§ Referring expression data
· · · · · · ·

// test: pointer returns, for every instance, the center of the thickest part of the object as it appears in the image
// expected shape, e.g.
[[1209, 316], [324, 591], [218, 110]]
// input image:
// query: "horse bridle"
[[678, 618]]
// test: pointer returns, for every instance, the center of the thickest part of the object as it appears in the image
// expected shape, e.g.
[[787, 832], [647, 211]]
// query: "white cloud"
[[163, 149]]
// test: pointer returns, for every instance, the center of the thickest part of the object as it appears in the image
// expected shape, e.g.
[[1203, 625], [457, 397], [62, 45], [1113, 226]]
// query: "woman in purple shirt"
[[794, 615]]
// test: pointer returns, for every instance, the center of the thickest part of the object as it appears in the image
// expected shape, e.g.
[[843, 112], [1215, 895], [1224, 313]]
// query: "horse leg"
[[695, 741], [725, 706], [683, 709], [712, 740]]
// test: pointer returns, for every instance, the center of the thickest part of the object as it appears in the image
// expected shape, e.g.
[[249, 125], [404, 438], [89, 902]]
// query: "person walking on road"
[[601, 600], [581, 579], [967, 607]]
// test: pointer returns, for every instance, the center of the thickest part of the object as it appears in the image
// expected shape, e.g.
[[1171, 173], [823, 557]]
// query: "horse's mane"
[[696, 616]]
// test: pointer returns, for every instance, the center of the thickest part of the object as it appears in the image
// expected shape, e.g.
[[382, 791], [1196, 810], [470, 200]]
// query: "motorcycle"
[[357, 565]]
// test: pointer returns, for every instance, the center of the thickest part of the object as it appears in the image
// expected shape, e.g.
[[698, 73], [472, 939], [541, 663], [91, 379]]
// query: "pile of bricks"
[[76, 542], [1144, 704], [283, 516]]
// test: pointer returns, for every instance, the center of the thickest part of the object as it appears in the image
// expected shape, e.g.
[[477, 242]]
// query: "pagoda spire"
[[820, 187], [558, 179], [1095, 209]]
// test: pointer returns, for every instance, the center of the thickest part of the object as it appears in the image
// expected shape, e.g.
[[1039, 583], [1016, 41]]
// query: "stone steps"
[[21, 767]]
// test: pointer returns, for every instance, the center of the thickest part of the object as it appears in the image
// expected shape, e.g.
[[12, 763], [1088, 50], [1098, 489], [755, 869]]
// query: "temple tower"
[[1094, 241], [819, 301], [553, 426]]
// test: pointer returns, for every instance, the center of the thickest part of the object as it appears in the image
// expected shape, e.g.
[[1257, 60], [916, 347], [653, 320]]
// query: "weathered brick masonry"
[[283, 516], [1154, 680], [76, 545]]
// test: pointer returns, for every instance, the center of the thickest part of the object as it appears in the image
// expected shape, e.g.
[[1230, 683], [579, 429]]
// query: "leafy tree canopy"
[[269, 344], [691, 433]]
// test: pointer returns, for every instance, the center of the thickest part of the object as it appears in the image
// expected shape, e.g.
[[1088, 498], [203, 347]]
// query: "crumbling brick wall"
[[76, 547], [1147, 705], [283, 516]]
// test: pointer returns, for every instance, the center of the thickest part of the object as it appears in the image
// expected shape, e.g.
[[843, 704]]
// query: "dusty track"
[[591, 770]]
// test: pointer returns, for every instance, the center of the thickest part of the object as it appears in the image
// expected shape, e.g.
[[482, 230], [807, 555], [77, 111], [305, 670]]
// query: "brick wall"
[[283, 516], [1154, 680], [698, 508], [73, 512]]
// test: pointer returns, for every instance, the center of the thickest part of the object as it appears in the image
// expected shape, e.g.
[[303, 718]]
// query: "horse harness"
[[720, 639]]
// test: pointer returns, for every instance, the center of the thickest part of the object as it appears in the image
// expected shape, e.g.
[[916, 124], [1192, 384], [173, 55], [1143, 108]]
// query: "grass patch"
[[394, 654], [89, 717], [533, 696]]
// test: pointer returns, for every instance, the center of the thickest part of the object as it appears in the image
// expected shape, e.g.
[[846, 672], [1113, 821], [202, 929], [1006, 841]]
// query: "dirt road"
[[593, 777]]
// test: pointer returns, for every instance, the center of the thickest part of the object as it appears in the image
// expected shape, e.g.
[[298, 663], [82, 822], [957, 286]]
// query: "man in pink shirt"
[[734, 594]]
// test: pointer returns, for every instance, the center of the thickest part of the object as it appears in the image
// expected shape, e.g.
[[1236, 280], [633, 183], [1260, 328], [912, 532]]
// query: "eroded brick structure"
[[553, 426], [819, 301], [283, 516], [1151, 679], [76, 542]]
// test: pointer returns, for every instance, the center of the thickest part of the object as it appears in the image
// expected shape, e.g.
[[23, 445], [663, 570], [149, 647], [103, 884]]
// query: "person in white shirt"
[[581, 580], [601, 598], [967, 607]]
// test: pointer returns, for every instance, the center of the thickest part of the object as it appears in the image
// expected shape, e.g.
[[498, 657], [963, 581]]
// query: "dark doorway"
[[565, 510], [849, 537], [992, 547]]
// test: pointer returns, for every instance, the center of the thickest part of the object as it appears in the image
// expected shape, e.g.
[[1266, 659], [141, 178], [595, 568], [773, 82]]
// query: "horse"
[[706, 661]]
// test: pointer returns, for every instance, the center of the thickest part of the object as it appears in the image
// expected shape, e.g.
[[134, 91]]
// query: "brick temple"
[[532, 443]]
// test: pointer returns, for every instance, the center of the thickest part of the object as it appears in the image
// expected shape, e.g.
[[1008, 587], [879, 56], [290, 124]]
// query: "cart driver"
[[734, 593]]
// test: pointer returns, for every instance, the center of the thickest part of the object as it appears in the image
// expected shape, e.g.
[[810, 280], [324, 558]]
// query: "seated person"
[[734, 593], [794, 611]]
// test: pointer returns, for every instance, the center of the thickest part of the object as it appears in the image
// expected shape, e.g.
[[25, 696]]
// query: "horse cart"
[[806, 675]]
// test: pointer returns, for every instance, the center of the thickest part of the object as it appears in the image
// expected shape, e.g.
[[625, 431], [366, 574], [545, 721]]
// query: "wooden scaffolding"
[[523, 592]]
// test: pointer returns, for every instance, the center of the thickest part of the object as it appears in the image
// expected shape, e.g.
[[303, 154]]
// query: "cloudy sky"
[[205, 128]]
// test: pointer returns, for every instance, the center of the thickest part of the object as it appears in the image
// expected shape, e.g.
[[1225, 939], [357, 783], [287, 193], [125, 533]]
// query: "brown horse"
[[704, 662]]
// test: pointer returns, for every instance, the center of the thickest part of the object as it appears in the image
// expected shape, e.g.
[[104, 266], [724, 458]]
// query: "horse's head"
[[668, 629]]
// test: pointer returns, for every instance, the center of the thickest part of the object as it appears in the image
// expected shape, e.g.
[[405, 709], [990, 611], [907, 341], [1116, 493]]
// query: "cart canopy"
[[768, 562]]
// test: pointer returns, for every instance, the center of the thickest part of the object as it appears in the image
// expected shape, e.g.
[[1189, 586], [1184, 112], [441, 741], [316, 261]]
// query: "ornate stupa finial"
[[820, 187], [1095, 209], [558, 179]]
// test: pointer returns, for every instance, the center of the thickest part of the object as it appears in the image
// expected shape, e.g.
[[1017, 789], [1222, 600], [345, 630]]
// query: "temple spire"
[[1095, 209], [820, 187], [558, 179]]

· · · · · · ·

§ PROBLEM DETAILS
Every record above is to be transcribed exactly as written.

§ WORKED SOLUTION
// test: pointer returns, for every instance, the center of the thickest part of the object as it appears in the image
// expected shape, e.g.
[[1209, 316], [324, 591], [218, 110]]
// input image:
// query: "horse bridle"
[[678, 618]]
// test: pointer returns, for every instance, the center of the thickest part of the object as it appears in the image
// expected shape, e.g.
[[787, 832], [647, 211]]
// query: "white cloud"
[[163, 149]]
// test: pointer returns, for every instance, the center of the thickest part of the object as it appears in the image
// expected shape, e.g.
[[1203, 625], [457, 397], [62, 45], [1113, 226]]
// query: "woman in purple shirt"
[[794, 615]]
// test: pointer returns, for every instance, the center of the thickest part of the object as it appears in the image
// expected shape, e.g.
[[843, 112], [1215, 895], [1224, 313]]
// query: "horse leg"
[[695, 741], [725, 706], [683, 709], [712, 740]]
// test: pointer returns, for every instance, the center of the thickest part of the object as it appears in the image
// expected shape, e.g.
[[249, 125], [404, 438], [89, 902]]
// query: "person walking on road"
[[601, 600], [581, 579], [967, 607]]
// test: pointer returns, for every instance, the center of the thickest part of the object as it appears in the image
// expected shape, e.g.
[[1171, 173], [823, 557]]
// query: "horse's mane"
[[696, 616]]
// test: pointer returns, for every instance, the center of the thickest part of the object as it appears in the image
// expected shape, e.g.
[[382, 791], [1196, 810], [470, 200]]
// query: "motorcycle"
[[357, 565]]
// test: pointer returns, for every instance, the center of the thickest part of the object as it appears in the image
// expected shape, e.g.
[[698, 73], [472, 939], [541, 663], [91, 379]]
// query: "pile of bricks"
[[76, 542], [1144, 704], [283, 516]]
// test: pointer returns, for every instance, the center of the thickest part of the object as it appears in the image
// expected shape, e.g.
[[477, 242]]
// query: "pagoda spire"
[[820, 187], [558, 179], [1095, 209]]
// test: pointer returns, for every instance, the center of the thickest part of the object as it appears in the image
// expected shape, e.g.
[[1039, 583], [1016, 41]]
// query: "stone steps"
[[21, 767]]
// test: pointer returns, for every instance, the center of the thickest part of the object as it appears in the image
// expected shape, e.g.
[[12, 763], [1088, 50], [1098, 489], [755, 869]]
// query: "temple tower"
[[1094, 241], [819, 301], [553, 426]]
// test: pointer returns, for every instance, the center of the thickest part of the object as it appears in the image
// expected shape, e.g.
[[1257, 60], [916, 347], [653, 320]]
// query: "weathered brick masonry"
[[283, 516], [1154, 680], [76, 545]]
// test: pointer returns, for every instance, the center of the thickest part of the object as it appears in the image
// expected shape, e.g.
[[1230, 683], [579, 429]]
// query: "leafy tree canopy"
[[269, 344], [691, 433]]
// test: pointer returns, for every instance, the center of the thickest part of the object as it appears in the image
// expected shape, e.g.
[[1088, 498], [203, 347]]
// query: "crumbling brick wall"
[[76, 547], [1147, 705], [283, 516]]
// test: pointer returns, for every instance, the center of the thickest part of the object as it appears in the image
// expected shape, e.g.
[[843, 704]]
// query: "dusty track"
[[591, 770]]
// test: pointer returns, for every instance, the center of the thickest part of the object as it appears in the image
// expected shape, e.g.
[[482, 230], [807, 555], [77, 111], [305, 670]]
// query: "brick wall"
[[283, 516], [1154, 680], [698, 508], [73, 512]]
// test: pointer returns, for every instance, the center of the thickest part of the object as it appears in the image
// expected shape, e.g.
[[303, 718]]
// query: "horse harness"
[[720, 639]]
// test: pointer returns, for every instance, the center of the thickest part of the object as it appears in the image
// expected shape, e.g.
[[916, 124], [1192, 384], [173, 55], [1143, 108]]
// query: "grass patch"
[[394, 654], [89, 717], [533, 696]]
// test: pointer returns, for every instance, the center of the thickest part of the object as it appears in the image
// expected shape, e.g.
[[846, 672], [1113, 821], [202, 929], [1006, 841]]
// query: "dirt road"
[[593, 777]]
// test: pointer returns, for every instance, the center of the thickest part of the object as it appears in the image
// expected shape, e.g.
[[298, 663], [82, 822], [957, 286]]
// query: "man in pink shirt"
[[734, 594]]
// test: pointer returns, for every instance, the center of the thickest part of the object as it appears in the image
// expected shape, e.g.
[[1236, 280], [633, 183], [1260, 328], [912, 532]]
// query: "eroded brick structure"
[[553, 426], [819, 301], [283, 516], [1151, 679], [76, 542]]
// test: pointer returns, for every instance, the center of the thickest part of the object as it appears in the image
// expected shape, e.g.
[[23, 445], [663, 570], [149, 647], [103, 884]]
// query: "person in white shirt"
[[581, 580], [601, 598], [967, 607]]
// test: pointer returns, for every instance, the center of the thickest part of the object as it appears in the image
// expected shape, e.g.
[[498, 657], [963, 581]]
// query: "dark doorway"
[[565, 510], [849, 537], [992, 547]]
// test: pointer returns, for every instance, the center of the thickest part of the object as it appears in the image
// expected shape, e.g.
[[1266, 659], [141, 178], [595, 568], [773, 82]]
// query: "horse"
[[706, 661]]
// test: pointer returns, for every instance, the center of the thickest part of the object as it appears in the image
// expected shape, e.g.
[[134, 91]]
// query: "brick temple"
[[532, 443]]
// test: pointer returns, for every instance, the center of the thickest part of the object as it appears in the image
// expected shape, e.g.
[[1008, 587], [879, 56], [290, 124]]
// query: "cart driver"
[[734, 593]]
// test: pointer returns, for every instance, the center of the thickest part of the object as it appears in the image
// expected shape, e.g.
[[810, 280], [324, 558]]
// query: "seated person"
[[734, 593], [794, 611]]
// test: pointer returns, for every instance, the center of the thickest part of the object as it appears in the image
// expected shape, e.g.
[[25, 696]]
// query: "horse cart"
[[806, 675]]
// test: pointer returns, for every instance, the center of the thickest part of the object as it appears in the image
// expected shape, e.g.
[[625, 431], [366, 574], [545, 721]]
// query: "wooden scaffolding"
[[523, 592]]
// test: pointer returns, for every instance, the center of the thickest part of the object as it appears in the image
// expected shape, e.g.
[[303, 154]]
// query: "cloudy sky"
[[205, 128]]
// test: pointer returns, for every instance, the center of the thickest part of the object as it appears in the image
// expected shape, e.g.
[[1225, 939], [357, 783], [287, 193], [125, 533]]
// query: "brown horse"
[[704, 662]]
// test: pointer returns, for every instance, the center of the thickest part of the object as it appears in the image
// expected shape, e.g.
[[104, 266], [724, 458]]
// query: "horse's head"
[[668, 629]]
// test: pointer returns, for every instance, the center of the thickest part of the object as it appears in the image
// expected shape, e.g.
[[405, 709], [990, 611], [907, 341], [1116, 493]]
// query: "cart canopy"
[[768, 562]]
// test: pointer returns, for every instance, the center of the thickest part of the object as it appears in the image
// expected shape, e.g.
[[1189, 586], [1184, 112], [441, 741], [316, 261]]
// query: "ornate stupa finial"
[[820, 187], [1095, 209], [558, 179]]
// test: pointer returns, for every instance, the center of the thickest part of the object as it appears in the image
// expected shape, e.g.
[[1017, 789], [1222, 600], [345, 630]]
// query: "temple spire"
[[1095, 209], [820, 187], [558, 179]]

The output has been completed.